• Document section
EDITORIAL MONDAY 09.03.09.
The National Health and Medical Research Council on Friday released their new guidelines for the consumption of alcohol. The bad news for the many who enjoy a quiet drink or three is that the new guidelines are even more restrictive than the old ones. It is now recommended that adults drink no more than two standard drinks per day, regardless of whether they are men or women, and no more than four standard drinks on any single occasion. Pregnant women and breastfeeding mothers are advised to drink no alcohol at all, and those under eighteen are also told to remain alcohol free.
It is claimed that these guidelines are based on the best available scientific evidence and are intended to prevent both long term and short term harm. The two drinks a day average is supposed to be the limit before people increase the risk of long term damage to their health, while the four drinks at a time limit addresses the short term harm of risky and antisocial behavior. In many respects the guidelines reflect a level of drinking which amount to what ought to be common sense, but at the same time they do represent a one size fits all approach.
Where once there was a distinction made between the effects of drinking on men and women, and on people of differing body mass, the new guidelines seem to suggest that such distinctions no longer matter. Many people might find this a little confusing, and perhaps even contrary to their own experience. After all, it’s widely accepted that different people have differing capacities for handling their drink. That may well be true, but that may also be part of the problem.
For some people there is a mistaken idea that they are somehow the exception to the rule, and that they are perfectly all right drinking more heavily because they have a strong constitution and they can “handle it”. Indeed, almost all the behavioural problems associated with alcohol could be said to stem from people’s misconceptions about their own limits and the effects that the alcohol has upon them. That may be why the Council has chosen to apply one set of guidelines across the board, but I’m sure there will still be people who say to themselves that the guidelines are an average and that they are somehow exempt. In fact, I suspect that some will see the guidelines as being so restrictive as to be irrelevant.
Of course, human beings are never going to be perfect machines of good behavior, and most of us recognize that life could get pretty boring if they were. The purpose of the guidelines is to give us an understanding of what’s risky and what’s relatively safe. It will always be true that some people should not dink at all, while others will be able to indulge their habit in moderation without getting into trouble. The truth is that even if the experts insist that a single glass of wine during a nine month pregnancy poses an unacceptable risk, life is full of much greater risks, and most people are going to look at these guidelines as exactly that: a guide.
They say a little of what you fancy does you good, and so long as it is just a little the chances are that you will stay out of trouble. That is of course unless you play Rugby League.

• Recorded data
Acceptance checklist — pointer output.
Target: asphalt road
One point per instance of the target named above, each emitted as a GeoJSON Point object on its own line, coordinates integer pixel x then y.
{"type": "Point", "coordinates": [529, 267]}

• What the exercise asks
According to the editorial on the new alcohol guidelines, what is the most an adult should drink on any single occasion? None of this data is needed here.

• Solution
No more than four standard drinks.